[Stated problem]
Return every line of the records below that contains the word "wing", copying each line in full.

[Material to process]
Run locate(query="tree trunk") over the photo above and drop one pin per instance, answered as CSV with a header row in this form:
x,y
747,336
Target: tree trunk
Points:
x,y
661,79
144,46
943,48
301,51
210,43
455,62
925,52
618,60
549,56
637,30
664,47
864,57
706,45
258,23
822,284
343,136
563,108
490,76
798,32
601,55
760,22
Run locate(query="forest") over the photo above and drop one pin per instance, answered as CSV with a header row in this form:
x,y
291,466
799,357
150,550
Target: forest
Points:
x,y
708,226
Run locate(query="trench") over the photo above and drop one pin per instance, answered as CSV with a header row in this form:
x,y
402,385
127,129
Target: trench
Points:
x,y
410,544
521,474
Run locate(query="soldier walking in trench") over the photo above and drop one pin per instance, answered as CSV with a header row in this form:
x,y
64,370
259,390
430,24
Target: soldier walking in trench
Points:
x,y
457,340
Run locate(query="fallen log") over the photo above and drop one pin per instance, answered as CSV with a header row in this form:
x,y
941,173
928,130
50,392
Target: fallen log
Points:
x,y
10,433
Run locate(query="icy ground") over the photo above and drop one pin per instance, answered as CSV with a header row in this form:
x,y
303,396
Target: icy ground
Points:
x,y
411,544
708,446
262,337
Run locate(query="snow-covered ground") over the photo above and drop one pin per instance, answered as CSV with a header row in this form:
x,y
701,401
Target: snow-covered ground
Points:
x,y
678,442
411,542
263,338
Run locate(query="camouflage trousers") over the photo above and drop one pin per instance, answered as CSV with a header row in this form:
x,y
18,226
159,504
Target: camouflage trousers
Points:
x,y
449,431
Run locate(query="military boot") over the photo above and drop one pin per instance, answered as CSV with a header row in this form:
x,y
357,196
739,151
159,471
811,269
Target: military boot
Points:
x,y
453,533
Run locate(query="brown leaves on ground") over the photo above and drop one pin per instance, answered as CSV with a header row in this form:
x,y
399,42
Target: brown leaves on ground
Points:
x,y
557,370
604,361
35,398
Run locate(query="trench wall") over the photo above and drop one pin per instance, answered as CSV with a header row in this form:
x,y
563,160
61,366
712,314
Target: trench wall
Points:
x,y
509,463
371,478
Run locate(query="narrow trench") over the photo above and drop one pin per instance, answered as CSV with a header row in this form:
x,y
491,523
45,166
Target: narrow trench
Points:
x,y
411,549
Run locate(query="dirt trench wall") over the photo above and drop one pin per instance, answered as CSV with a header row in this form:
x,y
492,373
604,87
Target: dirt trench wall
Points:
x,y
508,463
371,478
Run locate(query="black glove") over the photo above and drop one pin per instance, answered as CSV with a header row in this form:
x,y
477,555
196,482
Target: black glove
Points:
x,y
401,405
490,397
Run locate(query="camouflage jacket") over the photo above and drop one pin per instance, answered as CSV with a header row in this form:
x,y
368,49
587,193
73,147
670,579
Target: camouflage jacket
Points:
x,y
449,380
...
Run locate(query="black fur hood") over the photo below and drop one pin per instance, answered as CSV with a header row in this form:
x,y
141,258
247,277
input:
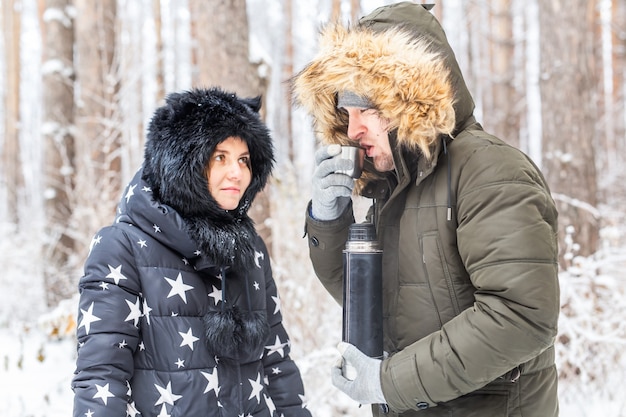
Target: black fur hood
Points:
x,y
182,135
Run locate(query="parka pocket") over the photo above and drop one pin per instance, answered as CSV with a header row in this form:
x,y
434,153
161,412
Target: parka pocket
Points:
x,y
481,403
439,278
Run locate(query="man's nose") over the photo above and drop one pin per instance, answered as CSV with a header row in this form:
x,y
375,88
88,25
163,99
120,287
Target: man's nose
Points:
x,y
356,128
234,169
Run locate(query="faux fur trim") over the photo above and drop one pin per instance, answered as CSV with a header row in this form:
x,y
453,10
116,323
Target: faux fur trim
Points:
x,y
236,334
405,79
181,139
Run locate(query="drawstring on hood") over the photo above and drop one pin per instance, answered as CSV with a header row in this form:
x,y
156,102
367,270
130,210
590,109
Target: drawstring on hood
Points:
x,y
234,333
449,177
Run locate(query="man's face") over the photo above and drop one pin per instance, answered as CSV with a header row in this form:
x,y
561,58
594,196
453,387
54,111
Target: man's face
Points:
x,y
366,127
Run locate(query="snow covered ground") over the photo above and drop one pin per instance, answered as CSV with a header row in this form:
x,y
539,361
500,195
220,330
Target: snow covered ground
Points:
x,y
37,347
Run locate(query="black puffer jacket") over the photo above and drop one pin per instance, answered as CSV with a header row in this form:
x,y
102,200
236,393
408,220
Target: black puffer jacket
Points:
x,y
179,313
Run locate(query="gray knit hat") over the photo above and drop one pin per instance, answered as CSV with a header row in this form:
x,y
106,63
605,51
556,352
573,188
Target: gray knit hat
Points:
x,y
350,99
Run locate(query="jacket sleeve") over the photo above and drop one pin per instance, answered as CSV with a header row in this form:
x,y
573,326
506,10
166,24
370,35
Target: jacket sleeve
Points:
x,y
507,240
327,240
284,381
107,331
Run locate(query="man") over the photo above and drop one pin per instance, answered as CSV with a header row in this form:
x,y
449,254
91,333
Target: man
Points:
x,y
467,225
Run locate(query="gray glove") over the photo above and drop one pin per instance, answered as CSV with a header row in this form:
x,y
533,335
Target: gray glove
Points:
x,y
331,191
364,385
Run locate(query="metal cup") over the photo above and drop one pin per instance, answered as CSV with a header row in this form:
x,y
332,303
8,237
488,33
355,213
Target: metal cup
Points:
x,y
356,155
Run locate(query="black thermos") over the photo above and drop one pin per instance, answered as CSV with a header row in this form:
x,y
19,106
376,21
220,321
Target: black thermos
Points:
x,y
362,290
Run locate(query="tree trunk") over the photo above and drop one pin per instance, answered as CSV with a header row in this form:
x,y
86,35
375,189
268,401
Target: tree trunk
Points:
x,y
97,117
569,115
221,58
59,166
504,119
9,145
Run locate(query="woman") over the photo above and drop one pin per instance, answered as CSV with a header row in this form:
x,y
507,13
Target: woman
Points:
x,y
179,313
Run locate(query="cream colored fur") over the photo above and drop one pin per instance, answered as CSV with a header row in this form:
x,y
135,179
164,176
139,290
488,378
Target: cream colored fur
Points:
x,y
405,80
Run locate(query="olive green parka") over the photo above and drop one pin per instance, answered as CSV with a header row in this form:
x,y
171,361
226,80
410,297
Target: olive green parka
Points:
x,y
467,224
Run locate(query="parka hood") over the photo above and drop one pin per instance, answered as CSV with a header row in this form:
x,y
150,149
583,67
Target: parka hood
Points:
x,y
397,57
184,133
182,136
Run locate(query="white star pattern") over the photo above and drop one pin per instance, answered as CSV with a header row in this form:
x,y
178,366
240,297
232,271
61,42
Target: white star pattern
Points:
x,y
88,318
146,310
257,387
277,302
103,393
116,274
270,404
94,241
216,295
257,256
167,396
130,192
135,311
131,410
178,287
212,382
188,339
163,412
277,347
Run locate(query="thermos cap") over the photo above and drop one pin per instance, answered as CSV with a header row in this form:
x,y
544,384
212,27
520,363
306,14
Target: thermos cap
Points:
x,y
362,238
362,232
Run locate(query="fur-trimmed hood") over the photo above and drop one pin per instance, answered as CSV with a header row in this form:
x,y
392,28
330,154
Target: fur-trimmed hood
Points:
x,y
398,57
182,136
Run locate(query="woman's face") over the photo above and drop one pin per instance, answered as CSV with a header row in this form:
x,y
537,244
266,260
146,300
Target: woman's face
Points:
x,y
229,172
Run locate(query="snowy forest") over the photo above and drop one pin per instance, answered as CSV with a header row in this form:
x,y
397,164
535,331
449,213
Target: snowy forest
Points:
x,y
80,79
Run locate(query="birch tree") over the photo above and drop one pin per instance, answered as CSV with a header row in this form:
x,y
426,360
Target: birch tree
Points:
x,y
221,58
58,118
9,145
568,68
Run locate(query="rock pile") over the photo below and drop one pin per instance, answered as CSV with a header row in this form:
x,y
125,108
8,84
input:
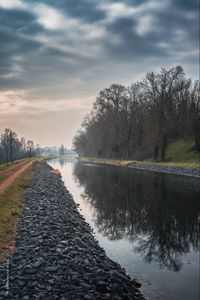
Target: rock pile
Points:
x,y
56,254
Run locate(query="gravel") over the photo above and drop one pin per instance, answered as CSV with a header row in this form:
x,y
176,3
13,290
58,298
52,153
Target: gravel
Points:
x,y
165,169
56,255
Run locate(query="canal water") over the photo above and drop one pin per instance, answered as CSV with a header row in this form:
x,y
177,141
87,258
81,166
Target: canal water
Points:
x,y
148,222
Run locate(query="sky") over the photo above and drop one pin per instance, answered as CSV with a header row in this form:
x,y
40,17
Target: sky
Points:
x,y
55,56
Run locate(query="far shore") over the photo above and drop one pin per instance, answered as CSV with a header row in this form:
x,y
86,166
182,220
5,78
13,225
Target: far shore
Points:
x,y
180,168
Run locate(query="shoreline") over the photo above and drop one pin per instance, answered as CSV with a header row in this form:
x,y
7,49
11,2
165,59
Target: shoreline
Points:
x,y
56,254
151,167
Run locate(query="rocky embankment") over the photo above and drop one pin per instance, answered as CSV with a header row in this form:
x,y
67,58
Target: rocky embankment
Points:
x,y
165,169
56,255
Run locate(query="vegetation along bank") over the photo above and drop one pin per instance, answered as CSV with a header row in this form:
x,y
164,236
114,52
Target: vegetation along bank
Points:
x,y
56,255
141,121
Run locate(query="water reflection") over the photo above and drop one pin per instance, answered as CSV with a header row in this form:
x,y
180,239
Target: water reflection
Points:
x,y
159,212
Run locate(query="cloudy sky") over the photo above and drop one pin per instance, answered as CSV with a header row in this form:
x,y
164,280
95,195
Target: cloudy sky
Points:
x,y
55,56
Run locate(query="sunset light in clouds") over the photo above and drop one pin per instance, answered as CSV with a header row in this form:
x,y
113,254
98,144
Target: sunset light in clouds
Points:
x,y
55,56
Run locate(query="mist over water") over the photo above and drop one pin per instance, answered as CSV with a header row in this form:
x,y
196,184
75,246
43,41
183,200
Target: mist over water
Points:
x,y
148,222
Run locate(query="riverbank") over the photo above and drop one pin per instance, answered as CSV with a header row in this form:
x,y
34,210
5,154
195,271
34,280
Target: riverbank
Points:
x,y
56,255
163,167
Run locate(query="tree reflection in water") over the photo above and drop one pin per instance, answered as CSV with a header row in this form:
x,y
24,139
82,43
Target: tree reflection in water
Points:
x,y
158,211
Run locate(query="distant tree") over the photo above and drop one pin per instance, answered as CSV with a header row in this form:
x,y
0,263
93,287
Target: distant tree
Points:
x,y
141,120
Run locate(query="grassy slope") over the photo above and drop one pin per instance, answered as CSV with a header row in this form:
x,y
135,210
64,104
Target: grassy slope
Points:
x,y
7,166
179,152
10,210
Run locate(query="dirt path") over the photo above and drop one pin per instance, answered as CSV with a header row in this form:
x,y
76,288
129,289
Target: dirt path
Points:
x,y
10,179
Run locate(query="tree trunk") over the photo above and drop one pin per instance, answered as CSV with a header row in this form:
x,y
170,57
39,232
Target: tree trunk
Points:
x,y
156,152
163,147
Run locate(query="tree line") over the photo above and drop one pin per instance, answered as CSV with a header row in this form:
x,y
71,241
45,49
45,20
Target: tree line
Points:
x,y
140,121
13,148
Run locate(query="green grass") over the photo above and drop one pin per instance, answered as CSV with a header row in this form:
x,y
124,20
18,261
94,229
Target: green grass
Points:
---
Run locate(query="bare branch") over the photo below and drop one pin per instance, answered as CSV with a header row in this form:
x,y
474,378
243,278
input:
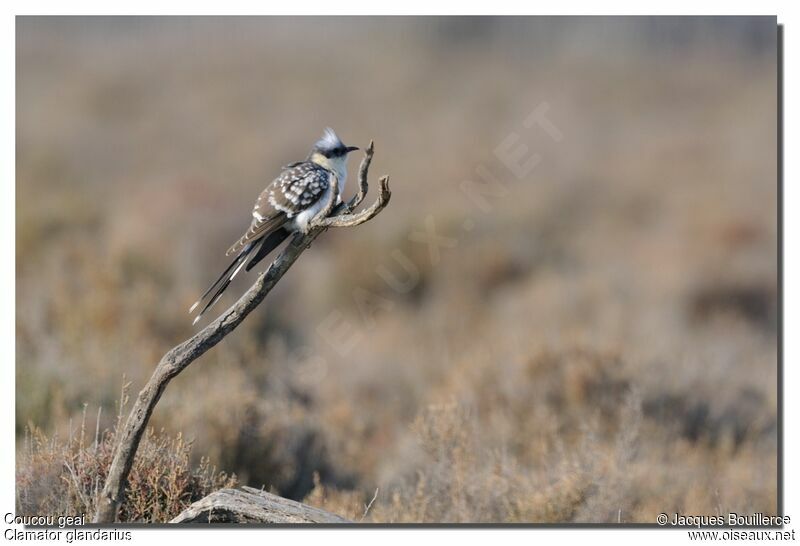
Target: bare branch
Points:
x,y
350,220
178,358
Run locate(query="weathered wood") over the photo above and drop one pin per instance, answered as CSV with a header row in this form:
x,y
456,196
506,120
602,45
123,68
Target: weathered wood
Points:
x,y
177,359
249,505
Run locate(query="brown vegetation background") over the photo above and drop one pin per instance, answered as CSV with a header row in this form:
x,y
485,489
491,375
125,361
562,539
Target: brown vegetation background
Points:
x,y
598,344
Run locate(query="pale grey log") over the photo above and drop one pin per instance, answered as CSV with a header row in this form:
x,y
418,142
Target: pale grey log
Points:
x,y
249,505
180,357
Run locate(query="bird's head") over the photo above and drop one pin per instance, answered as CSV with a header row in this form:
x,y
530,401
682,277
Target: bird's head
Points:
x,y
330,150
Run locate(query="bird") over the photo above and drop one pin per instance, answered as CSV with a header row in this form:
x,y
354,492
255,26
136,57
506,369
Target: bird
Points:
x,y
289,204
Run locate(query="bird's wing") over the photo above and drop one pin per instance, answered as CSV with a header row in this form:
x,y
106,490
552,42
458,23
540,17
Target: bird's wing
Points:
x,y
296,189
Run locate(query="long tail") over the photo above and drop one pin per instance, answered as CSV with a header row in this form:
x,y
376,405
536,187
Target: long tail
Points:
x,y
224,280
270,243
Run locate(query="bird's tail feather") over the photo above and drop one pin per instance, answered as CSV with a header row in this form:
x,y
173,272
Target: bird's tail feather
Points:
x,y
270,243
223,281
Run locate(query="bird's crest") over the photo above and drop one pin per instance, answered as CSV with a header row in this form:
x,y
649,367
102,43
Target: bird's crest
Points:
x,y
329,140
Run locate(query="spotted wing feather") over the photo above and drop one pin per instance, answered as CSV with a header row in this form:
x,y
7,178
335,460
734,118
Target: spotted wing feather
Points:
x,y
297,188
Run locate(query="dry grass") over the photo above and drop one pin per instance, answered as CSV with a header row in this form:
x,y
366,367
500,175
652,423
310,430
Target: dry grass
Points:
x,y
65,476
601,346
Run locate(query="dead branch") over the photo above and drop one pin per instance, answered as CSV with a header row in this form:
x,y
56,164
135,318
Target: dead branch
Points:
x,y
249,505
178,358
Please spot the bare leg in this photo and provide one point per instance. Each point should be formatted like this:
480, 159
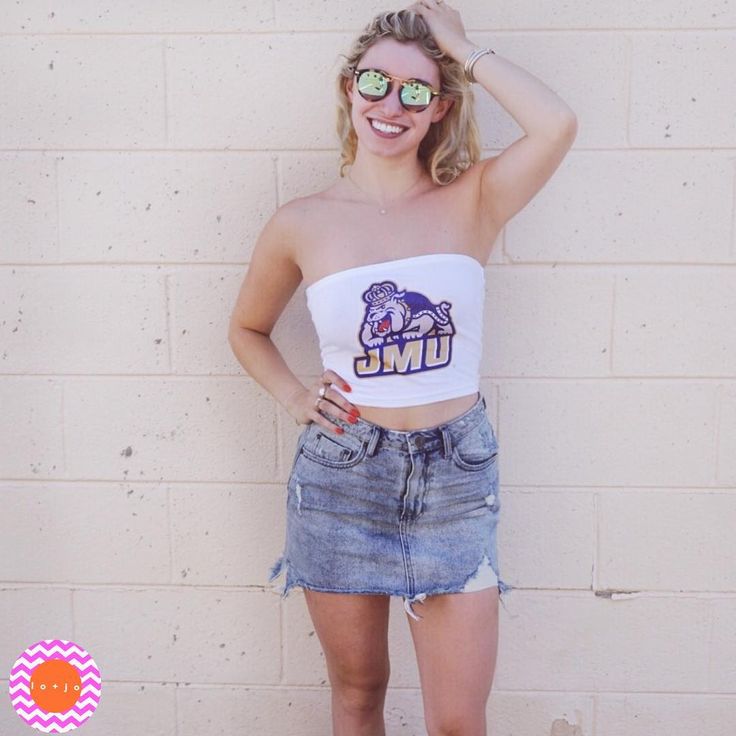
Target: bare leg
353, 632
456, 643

[Finished answer]
Run locate(query="bird's wing") over the photo above and drop one pin per instance, answered as CSV with a header row in this form:
Target: bird's wing
Run locate(query="spotted wing feather") over the photo above and drop one pin per instance, answered as CSV with a header row in this form:
Target: spotted wing feather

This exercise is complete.